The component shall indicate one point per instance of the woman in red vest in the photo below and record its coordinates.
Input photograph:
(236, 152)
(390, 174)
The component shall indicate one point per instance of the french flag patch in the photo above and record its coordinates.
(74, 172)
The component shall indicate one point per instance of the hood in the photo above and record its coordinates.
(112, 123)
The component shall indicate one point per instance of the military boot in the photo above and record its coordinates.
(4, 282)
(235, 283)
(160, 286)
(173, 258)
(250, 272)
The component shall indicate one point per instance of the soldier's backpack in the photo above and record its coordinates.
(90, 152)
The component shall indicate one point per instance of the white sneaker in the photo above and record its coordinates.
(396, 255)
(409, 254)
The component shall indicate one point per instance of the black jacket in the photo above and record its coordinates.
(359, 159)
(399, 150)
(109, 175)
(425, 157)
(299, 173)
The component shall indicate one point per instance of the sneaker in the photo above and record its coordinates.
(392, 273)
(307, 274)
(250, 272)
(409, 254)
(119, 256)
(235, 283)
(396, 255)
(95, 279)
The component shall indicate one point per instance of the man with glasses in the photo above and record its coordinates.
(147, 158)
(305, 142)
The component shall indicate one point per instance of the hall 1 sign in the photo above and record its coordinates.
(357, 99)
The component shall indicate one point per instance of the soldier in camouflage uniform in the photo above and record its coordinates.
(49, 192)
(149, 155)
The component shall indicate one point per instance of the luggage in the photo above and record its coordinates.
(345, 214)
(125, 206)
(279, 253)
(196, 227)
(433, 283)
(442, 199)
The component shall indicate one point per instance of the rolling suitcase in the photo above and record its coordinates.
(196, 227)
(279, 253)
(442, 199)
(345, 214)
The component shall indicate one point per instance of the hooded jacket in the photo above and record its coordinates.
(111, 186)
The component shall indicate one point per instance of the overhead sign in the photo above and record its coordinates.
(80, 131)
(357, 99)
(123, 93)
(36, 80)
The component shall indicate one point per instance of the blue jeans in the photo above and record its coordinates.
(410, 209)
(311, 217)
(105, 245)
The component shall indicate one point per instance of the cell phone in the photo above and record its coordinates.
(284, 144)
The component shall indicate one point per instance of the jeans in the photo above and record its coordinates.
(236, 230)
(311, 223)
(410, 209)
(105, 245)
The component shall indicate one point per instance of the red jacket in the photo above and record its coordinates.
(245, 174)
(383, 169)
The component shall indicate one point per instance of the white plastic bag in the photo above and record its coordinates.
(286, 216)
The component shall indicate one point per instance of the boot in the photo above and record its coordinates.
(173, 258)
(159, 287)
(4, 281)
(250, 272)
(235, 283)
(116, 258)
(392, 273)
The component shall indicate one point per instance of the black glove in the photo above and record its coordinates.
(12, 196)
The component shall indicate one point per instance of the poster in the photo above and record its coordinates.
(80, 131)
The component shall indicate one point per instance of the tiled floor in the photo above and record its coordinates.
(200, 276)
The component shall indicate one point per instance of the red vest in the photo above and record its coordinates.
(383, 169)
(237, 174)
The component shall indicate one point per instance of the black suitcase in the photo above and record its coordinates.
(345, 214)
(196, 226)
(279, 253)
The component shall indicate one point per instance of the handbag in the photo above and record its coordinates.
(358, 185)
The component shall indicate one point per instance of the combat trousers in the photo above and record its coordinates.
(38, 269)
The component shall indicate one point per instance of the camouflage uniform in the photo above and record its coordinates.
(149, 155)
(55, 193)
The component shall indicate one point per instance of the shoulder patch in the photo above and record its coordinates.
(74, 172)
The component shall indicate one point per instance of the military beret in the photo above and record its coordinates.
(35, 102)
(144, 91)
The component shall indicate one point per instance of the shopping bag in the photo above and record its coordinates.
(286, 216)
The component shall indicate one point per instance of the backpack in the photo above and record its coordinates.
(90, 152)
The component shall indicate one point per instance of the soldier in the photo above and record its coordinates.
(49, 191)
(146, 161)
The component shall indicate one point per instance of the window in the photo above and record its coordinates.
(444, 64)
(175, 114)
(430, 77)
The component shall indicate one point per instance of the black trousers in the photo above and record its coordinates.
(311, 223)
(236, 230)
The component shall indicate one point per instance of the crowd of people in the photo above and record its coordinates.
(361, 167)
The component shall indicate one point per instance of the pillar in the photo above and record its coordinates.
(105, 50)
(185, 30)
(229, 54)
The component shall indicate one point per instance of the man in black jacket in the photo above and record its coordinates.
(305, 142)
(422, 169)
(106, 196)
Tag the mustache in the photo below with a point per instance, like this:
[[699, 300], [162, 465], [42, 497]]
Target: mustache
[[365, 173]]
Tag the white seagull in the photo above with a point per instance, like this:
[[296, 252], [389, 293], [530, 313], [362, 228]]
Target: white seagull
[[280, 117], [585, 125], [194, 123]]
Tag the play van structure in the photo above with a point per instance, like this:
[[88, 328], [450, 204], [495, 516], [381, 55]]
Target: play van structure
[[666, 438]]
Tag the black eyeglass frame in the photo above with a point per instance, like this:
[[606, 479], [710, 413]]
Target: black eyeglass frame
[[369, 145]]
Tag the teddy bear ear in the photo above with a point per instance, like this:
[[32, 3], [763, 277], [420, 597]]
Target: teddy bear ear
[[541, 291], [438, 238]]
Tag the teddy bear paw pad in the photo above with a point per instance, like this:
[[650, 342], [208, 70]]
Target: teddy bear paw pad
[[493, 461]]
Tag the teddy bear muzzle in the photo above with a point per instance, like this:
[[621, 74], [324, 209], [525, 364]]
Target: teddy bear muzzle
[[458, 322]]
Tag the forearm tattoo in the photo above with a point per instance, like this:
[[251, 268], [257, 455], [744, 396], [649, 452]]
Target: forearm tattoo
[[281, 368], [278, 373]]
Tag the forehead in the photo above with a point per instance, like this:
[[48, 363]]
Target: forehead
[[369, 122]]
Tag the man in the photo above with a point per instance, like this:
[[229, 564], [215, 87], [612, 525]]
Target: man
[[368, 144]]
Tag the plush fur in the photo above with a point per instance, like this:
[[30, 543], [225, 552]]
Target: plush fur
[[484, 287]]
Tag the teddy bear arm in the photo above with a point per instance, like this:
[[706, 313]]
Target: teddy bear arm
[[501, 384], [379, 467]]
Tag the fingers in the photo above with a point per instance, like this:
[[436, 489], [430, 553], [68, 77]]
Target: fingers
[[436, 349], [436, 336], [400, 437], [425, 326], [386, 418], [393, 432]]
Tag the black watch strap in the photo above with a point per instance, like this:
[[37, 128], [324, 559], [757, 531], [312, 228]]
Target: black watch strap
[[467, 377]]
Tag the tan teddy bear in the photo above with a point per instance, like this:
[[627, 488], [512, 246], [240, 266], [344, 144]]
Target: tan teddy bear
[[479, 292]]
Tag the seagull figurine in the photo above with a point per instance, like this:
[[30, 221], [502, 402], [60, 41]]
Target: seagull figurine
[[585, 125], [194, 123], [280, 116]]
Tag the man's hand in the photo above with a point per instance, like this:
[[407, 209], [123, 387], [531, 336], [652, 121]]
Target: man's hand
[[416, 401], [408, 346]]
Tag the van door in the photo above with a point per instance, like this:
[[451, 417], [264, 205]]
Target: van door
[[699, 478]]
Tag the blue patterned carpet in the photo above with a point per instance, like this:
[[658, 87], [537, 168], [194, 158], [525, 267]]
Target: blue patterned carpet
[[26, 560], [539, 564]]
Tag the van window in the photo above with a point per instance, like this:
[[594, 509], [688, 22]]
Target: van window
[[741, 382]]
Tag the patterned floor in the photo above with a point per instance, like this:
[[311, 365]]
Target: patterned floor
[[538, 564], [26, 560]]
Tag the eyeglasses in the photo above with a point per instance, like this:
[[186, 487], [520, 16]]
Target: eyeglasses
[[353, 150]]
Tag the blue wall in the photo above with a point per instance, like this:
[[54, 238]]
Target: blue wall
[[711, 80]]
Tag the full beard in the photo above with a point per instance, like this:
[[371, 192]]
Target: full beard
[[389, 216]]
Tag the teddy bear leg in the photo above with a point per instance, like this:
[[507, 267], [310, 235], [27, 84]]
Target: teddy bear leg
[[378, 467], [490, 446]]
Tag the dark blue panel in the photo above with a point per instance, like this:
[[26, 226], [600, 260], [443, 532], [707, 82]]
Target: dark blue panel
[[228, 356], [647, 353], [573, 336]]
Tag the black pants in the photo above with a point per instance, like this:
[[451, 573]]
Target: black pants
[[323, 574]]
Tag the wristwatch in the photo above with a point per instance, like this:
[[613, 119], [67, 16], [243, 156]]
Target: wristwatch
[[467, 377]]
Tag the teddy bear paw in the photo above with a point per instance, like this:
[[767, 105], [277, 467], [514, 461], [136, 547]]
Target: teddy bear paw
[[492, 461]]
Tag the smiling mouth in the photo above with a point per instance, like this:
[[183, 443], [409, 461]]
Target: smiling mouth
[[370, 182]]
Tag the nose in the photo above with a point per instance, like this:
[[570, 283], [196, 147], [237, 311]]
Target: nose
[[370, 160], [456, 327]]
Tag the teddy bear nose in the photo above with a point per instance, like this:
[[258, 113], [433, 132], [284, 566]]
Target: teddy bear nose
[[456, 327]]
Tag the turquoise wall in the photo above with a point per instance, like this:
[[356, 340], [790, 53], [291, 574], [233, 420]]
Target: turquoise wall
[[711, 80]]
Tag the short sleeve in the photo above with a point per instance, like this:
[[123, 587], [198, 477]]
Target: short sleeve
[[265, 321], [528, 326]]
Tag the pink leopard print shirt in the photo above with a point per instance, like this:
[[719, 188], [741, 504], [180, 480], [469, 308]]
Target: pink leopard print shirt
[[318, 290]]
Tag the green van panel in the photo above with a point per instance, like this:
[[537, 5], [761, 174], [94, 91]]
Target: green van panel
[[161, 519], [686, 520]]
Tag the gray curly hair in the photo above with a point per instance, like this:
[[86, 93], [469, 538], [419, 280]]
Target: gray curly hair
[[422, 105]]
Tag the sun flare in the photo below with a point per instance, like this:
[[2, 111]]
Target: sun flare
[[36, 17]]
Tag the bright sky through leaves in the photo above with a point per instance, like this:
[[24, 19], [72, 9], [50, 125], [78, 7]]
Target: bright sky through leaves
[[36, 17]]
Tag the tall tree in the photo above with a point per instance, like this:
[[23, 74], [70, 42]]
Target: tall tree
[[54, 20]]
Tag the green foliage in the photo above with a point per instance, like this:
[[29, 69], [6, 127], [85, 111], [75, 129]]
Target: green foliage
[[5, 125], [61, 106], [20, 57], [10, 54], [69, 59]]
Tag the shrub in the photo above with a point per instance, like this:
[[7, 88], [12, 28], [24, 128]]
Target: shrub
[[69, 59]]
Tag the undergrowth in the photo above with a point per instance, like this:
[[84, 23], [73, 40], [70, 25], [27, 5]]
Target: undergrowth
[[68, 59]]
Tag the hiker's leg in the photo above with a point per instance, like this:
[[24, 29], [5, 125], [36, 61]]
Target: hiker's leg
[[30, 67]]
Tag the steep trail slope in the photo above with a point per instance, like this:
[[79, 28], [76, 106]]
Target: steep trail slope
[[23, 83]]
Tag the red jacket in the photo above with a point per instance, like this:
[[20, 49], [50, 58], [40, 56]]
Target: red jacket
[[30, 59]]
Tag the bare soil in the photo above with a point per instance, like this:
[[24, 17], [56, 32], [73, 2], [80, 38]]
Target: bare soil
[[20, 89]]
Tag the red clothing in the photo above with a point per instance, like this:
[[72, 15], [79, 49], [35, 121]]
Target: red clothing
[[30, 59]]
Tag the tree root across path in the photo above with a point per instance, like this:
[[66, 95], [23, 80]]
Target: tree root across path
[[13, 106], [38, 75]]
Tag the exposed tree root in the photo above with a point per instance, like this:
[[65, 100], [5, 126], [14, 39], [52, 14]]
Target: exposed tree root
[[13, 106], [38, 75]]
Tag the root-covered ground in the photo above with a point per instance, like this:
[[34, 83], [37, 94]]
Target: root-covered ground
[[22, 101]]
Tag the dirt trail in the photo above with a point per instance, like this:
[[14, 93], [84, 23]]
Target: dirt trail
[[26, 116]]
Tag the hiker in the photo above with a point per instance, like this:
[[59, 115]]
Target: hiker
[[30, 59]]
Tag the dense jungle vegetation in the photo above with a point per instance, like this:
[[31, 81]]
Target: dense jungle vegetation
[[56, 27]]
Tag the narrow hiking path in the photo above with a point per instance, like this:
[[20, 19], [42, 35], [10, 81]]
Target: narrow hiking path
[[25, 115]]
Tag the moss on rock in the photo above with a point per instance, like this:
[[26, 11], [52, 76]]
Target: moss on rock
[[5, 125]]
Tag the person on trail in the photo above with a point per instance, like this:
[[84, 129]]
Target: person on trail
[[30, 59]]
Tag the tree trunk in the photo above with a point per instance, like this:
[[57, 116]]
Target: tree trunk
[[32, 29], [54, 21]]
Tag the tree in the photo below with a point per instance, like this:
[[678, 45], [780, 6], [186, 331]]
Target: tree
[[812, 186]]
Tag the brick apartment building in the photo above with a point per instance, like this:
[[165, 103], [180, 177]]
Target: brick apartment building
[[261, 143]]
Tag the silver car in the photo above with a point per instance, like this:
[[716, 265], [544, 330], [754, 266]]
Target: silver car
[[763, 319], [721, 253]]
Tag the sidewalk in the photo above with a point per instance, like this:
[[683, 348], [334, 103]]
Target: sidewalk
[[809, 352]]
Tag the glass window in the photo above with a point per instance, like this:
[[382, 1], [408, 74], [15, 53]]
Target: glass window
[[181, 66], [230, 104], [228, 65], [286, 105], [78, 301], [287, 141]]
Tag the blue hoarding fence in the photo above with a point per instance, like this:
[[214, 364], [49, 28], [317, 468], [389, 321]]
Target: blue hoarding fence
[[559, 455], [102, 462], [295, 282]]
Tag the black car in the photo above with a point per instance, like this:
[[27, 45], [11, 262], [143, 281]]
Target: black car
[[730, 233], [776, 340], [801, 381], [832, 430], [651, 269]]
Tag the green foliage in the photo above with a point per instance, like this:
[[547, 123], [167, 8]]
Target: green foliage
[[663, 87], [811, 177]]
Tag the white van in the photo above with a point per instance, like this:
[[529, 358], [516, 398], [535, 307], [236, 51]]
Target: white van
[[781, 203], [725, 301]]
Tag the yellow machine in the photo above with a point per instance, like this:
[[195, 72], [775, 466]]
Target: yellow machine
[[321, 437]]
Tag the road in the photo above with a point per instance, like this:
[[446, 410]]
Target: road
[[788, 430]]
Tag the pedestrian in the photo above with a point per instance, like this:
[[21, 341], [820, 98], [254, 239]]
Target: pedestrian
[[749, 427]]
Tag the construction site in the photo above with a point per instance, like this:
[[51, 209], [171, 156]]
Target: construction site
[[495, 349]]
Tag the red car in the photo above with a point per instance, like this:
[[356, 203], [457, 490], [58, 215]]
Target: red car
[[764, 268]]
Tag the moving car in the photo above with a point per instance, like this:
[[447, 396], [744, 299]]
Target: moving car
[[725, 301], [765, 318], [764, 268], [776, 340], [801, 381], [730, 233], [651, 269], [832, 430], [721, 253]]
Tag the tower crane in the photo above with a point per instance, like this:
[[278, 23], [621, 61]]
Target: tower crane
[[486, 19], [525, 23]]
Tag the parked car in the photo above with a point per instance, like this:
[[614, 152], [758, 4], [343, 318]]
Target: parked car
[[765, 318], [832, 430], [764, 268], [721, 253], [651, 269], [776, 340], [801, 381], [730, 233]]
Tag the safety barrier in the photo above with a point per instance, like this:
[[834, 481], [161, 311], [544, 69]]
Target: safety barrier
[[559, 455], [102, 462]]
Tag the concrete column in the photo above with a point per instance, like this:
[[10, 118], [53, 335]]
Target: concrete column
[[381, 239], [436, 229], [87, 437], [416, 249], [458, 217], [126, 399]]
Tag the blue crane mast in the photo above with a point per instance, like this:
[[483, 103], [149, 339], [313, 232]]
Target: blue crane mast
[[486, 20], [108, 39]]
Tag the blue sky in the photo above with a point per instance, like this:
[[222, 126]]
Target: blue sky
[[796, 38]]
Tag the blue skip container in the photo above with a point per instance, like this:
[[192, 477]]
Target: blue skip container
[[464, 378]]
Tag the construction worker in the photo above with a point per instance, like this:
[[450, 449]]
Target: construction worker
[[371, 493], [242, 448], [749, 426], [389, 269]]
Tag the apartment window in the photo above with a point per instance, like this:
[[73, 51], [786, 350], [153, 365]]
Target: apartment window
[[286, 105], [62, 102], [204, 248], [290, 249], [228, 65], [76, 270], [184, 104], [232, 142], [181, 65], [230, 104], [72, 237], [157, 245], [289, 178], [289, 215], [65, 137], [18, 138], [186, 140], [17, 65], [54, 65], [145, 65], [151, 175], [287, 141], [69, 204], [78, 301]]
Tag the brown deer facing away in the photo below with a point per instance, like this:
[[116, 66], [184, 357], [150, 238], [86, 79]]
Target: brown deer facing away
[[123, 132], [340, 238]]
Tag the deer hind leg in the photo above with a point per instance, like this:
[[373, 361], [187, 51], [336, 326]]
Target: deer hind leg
══════════════════════════════
Out of the data above, transcribe exactly and only the lines starting with the line that has "Target: red clothing" and going on through the line that has "Tag the exposed", both included.

Target: red clothing
[[30, 59]]
Tag the tree root across path in the photo above with a point per instance, like this:
[[66, 95], [23, 80]]
Target: tree root across path
[[13, 106], [38, 75]]
Tag the exposed tree root in the photo above with a point per instance, like this:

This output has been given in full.